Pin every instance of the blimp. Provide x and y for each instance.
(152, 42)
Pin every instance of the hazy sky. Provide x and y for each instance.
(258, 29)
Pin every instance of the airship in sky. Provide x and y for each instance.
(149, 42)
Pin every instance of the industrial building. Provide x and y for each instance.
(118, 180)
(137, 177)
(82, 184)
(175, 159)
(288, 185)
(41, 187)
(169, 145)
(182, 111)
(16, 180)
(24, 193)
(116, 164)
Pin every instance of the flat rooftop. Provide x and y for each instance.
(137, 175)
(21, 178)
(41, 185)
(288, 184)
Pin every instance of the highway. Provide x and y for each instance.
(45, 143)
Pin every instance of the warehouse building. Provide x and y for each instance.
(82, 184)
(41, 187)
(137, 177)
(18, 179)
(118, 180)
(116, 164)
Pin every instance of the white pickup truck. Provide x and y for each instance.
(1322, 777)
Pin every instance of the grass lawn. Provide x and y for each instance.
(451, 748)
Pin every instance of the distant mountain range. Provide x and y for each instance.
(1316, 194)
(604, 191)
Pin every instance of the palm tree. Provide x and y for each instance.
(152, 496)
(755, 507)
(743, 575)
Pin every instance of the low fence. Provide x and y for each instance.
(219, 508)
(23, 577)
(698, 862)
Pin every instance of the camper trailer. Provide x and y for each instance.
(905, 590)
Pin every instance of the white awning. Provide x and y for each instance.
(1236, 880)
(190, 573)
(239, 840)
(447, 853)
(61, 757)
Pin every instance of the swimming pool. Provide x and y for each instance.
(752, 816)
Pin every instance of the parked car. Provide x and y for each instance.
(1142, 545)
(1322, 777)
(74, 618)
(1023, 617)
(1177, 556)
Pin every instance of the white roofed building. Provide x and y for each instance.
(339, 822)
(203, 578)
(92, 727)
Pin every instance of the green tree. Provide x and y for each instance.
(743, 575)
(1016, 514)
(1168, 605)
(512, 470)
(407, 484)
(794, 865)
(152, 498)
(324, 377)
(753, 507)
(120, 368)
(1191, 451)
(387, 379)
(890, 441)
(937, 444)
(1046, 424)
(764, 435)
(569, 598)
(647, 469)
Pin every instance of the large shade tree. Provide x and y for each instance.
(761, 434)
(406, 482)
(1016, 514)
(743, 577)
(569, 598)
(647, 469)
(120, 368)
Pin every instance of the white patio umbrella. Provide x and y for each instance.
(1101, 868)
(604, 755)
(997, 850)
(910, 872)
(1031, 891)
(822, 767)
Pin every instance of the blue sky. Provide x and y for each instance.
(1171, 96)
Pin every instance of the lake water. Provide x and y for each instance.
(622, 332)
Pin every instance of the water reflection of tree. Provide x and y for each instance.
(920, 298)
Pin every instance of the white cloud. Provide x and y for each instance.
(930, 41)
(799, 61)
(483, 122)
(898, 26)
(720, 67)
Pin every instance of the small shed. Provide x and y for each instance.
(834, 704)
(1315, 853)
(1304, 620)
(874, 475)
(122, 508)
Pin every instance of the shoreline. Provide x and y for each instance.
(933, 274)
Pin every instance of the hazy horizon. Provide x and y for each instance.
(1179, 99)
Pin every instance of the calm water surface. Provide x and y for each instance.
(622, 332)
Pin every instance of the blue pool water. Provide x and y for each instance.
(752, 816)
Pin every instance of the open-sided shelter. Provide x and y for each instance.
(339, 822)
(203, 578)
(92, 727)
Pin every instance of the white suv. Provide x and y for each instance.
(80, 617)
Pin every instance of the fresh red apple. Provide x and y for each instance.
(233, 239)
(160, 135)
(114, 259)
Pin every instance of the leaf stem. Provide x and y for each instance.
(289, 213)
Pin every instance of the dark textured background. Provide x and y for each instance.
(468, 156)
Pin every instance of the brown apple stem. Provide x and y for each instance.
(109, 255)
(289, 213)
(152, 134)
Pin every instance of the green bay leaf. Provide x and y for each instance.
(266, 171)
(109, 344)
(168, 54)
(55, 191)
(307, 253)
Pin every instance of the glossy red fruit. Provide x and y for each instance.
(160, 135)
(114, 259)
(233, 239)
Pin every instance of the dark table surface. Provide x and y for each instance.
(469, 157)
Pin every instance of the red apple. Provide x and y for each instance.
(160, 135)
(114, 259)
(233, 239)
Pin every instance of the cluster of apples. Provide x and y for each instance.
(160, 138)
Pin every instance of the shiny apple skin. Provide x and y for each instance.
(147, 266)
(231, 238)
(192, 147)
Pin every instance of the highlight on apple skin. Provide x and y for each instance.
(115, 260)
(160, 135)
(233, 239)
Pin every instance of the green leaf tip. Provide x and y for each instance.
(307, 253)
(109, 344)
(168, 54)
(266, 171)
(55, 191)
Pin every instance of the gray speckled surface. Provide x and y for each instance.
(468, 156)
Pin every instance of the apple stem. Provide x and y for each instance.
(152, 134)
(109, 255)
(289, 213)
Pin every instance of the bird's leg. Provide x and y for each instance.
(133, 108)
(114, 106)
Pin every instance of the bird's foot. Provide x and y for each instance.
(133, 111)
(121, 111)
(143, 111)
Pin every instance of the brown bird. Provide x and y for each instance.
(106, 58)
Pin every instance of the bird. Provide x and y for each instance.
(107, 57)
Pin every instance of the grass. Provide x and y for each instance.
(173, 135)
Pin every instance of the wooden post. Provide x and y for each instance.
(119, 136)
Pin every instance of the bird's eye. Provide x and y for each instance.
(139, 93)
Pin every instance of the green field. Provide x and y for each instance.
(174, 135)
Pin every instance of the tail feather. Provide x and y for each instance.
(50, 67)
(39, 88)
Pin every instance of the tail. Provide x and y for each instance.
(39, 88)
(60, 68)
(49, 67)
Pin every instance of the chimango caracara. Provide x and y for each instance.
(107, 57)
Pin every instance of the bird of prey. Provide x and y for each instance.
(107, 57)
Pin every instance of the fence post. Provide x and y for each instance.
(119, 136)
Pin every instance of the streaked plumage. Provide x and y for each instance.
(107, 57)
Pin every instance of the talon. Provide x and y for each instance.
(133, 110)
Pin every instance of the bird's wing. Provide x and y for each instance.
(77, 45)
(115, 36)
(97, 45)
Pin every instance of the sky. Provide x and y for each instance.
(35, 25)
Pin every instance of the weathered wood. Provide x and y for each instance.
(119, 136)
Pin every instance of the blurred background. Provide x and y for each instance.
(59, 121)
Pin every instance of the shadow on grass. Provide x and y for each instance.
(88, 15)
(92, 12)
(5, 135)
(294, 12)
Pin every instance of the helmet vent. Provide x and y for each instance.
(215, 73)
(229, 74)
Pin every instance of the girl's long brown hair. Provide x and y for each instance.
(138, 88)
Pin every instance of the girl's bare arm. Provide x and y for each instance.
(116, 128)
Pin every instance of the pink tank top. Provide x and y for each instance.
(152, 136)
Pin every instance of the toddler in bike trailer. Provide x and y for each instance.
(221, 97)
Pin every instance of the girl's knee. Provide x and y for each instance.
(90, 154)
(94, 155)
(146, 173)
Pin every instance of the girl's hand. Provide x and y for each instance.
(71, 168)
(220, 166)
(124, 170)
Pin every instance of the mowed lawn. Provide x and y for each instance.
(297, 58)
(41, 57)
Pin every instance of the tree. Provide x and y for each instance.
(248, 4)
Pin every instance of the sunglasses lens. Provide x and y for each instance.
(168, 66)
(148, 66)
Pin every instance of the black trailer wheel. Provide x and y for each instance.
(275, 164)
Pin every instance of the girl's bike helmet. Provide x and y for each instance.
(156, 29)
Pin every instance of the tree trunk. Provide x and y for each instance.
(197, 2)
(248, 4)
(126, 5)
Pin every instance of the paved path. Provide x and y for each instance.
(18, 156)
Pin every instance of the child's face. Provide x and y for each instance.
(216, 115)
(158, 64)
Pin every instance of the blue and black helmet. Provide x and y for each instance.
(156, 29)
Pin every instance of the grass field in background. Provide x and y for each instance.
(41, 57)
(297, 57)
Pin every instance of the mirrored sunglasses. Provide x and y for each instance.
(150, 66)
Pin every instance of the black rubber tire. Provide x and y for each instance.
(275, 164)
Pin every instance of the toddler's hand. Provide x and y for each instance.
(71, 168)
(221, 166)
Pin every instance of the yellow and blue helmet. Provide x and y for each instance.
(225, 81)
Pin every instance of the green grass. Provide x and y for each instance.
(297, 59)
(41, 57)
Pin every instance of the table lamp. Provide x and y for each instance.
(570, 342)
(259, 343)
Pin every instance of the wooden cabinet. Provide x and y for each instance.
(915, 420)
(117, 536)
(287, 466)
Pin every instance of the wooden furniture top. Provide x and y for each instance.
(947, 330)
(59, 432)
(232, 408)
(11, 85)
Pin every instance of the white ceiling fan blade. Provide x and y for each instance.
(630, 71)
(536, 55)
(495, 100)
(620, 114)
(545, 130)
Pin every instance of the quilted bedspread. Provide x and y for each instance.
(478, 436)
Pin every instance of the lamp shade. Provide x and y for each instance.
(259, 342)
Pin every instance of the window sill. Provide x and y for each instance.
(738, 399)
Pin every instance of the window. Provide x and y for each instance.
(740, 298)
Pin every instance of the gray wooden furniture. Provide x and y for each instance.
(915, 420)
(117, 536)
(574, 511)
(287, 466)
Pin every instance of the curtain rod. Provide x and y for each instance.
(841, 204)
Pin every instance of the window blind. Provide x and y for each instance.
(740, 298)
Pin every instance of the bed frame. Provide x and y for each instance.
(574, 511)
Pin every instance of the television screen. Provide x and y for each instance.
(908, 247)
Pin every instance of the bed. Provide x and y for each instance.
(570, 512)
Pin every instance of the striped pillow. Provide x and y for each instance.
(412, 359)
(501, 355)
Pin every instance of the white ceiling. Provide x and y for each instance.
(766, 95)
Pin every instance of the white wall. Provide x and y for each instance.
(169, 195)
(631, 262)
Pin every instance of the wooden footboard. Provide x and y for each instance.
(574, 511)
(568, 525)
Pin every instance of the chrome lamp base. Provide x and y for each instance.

What the exercise asks -> Can you recast everything from the start of the rows above down through the line containing "(1177, 556)" as a Markdown table, with a No. column numbering each line and a Text column holding the line, leaving out blank lines?

Reply ->
| No. | Text |
|---|---|
| 1 | Pin every instance of the blimp. Provide x and y for each instance. |
| 2 | (152, 42) |
| 3 | Pin every instance of the hazy sky. Provide x and y for each instance. |
| 4 | (258, 29) |
| 5 | Pin every instance of the airship in sky. Provide x and y for each instance. |
| 6 | (149, 42) |
| 7 | Pin every instance of the industrial building. Provide x and y for each instance. |
| 8 | (118, 180) |
| 9 | (137, 177) |
| 10 | (82, 184) |
| 11 | (175, 159) |
| 12 | (288, 185) |
| 13 | (41, 187) |
| 14 | (169, 145) |
| 15 | (182, 111) |
| 16 | (16, 180) |
| 17 | (24, 193) |
| 18 | (116, 164) |
| 19 | Pin every instance of the flat rooftop. Provide x and y for each instance. |
| 20 | (137, 175) |
| 21 | (21, 178) |
| 22 | (41, 185) |
| 23 | (288, 184) |
| 24 | Pin every instance of the highway. Provide x and y for each instance. |
| 25 | (45, 143) |
| 26 | Pin every instance of the warehouse building. Provide x and y for each instance. |
| 27 | (82, 184) |
| 28 | (41, 187) |
| 29 | (137, 177) |
| 30 | (18, 179) |
| 31 | (118, 180) |
| 32 | (116, 164) |
| 33 | Pin every instance of the white pickup truck. Provide x and y for each instance. |
| 34 | (1322, 777) |
| 35 | Pin every instance of the grass lawn. Provide x and y for each instance. |
| 36 | (451, 748) |
| 37 | Pin every instance of the distant mountain range. Provide x and y for each instance. |
| 38 | (1316, 194) |
| 39 | (604, 191) |
| 40 | Pin every instance of the palm tree. Provide x and y for each instance. |
| 41 | (152, 496) |
| 42 | (755, 507) |
| 43 | (743, 575) |
| 44 | Pin every instance of the low fence. Provide x and y for each instance. |
| 45 | (219, 508) |
| 46 | (23, 577) |
| 47 | (698, 862) |
| 48 | Pin every instance of the camper trailer. Provide x and y for each instance. |
| 49 | (905, 590) |
| 50 | Pin every instance of the white awning. Provide x and y for each instance. |
| 51 | (1236, 880) |
| 52 | (190, 573) |
| 53 | (239, 840) |
| 54 | (447, 853) |
| 55 | (61, 757) |
| 56 | Pin every instance of the swimming pool. Provide x and y for each instance. |
| 57 | (752, 816) |
| 58 | Pin every instance of the parked car. Provide x and y for each instance. |
| 59 | (1142, 545) |
| 60 | (1322, 777) |
| 61 | (74, 618) |
| 62 | (1023, 617) |
| 63 | (1177, 556) |